WHAT THE TASK ASKS: The entries below contain a line with "Practice: locate the suv rear" and a line with "Practice: locate the motorcycle tire". Retype exactly everything from the first down to the second, both included, and nothing else.

EXTRACTED MATERIAL:
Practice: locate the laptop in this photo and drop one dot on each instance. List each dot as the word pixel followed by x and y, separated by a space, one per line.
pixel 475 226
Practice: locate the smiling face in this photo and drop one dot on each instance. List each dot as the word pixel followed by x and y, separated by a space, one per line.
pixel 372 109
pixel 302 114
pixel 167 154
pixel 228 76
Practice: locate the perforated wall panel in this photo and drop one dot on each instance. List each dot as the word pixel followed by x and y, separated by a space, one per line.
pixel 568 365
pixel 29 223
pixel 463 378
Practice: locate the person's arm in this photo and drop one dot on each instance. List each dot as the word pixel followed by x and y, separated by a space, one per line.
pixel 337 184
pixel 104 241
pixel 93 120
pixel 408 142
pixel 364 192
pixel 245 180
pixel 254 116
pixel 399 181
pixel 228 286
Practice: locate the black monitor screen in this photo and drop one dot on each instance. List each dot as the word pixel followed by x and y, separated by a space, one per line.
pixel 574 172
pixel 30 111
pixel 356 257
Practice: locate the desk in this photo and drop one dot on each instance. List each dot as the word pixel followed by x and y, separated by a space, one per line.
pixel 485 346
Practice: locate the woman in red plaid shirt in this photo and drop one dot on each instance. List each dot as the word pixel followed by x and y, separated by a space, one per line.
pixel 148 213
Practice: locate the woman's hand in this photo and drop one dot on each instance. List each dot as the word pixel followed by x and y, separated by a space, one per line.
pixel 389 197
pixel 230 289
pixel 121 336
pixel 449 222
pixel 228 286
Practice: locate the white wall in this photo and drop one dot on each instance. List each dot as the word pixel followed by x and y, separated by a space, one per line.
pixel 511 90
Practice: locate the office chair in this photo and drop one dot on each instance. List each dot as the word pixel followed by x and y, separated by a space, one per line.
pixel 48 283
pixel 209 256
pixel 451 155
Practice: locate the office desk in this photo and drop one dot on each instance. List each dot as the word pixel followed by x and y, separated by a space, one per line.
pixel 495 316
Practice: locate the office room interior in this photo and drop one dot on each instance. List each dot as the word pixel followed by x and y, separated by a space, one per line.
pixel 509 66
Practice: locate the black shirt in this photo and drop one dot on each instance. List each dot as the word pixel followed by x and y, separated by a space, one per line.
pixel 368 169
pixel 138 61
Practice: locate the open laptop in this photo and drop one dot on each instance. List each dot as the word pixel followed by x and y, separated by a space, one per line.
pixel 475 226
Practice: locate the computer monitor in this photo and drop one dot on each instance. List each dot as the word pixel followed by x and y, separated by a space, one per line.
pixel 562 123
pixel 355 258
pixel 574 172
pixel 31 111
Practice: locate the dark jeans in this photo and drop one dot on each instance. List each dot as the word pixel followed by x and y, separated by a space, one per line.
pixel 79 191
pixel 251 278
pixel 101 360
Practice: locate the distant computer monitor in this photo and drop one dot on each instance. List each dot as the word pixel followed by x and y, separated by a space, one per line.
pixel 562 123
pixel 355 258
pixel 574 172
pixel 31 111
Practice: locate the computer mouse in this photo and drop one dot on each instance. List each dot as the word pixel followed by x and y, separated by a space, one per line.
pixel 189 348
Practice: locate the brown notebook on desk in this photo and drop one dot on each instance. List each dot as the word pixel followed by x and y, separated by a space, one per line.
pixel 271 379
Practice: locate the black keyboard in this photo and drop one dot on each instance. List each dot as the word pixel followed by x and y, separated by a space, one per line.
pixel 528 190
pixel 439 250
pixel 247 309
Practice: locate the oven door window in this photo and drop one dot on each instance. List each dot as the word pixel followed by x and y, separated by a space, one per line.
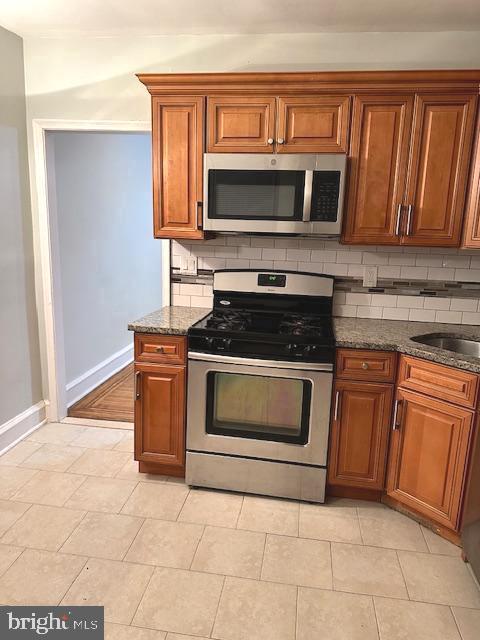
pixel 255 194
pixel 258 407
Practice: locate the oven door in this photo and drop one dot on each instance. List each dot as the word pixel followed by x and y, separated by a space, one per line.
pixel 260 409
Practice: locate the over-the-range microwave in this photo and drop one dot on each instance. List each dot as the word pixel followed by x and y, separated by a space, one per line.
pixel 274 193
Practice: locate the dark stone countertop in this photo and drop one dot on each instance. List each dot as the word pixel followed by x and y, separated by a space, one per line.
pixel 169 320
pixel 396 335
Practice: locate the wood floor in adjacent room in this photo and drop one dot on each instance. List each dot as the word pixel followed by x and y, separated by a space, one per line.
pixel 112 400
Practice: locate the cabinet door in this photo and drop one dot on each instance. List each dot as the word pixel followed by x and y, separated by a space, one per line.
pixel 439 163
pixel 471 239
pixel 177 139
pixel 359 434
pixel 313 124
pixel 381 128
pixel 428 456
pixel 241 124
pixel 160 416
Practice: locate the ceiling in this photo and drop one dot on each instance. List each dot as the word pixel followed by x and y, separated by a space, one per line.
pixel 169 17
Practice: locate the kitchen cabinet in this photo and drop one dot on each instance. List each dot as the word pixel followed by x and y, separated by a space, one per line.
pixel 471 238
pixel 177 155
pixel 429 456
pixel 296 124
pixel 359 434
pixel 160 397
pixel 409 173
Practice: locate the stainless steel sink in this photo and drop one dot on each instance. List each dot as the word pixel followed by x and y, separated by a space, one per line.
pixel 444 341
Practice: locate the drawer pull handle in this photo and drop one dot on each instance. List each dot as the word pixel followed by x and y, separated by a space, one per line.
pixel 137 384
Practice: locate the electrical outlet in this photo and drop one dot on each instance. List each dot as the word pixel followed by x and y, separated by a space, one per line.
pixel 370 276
--
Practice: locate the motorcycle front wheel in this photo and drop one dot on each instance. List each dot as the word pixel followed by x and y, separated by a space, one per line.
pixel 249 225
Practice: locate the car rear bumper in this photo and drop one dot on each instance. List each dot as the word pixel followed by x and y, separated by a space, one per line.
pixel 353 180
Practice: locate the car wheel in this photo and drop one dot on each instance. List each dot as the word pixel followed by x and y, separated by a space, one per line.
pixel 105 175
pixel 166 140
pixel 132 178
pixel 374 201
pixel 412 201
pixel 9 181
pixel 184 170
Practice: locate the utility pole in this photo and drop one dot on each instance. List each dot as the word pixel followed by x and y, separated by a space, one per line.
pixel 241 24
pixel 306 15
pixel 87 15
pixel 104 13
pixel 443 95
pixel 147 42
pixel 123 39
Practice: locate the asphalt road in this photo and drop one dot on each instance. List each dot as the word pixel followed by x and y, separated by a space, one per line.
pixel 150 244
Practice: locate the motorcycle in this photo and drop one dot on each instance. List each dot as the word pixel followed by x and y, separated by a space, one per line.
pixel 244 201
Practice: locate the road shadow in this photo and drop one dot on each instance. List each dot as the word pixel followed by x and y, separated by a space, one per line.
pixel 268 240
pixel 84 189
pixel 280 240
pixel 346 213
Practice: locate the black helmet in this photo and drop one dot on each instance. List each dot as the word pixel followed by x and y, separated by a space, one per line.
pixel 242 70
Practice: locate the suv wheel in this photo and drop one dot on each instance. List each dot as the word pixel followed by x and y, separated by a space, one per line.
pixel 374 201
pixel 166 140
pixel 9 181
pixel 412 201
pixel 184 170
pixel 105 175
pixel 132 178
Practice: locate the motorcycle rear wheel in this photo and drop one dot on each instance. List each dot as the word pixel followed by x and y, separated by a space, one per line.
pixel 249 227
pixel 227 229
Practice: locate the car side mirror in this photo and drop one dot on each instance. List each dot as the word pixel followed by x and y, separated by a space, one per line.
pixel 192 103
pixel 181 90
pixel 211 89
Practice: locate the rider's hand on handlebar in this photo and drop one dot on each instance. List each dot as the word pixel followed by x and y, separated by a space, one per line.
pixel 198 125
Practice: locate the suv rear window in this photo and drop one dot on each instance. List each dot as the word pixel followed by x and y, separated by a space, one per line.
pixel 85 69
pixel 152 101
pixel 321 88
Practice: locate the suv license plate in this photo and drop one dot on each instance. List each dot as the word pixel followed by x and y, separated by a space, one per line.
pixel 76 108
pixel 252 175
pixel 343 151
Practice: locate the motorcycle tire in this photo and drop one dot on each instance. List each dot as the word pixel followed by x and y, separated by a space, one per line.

OUTPUT:
Practice: locate the suv rear window in this photo and drop one dot on each instance. List each dot as the word pixel followed by x and y, separated by a space, one per line.
pixel 85 69
pixel 152 101
pixel 321 88
Practice: locate the suv license plate in this photo and drop one dot on each instance. List each dot as the word pixel followed by x and y, separated by a space, one per line.
pixel 76 108
pixel 252 175
pixel 343 151
Practice: locate the motorcycle tire in this photo and drop one dot on each instance. List each dot as the word pixel followed by x and y, separated by a space, one per line.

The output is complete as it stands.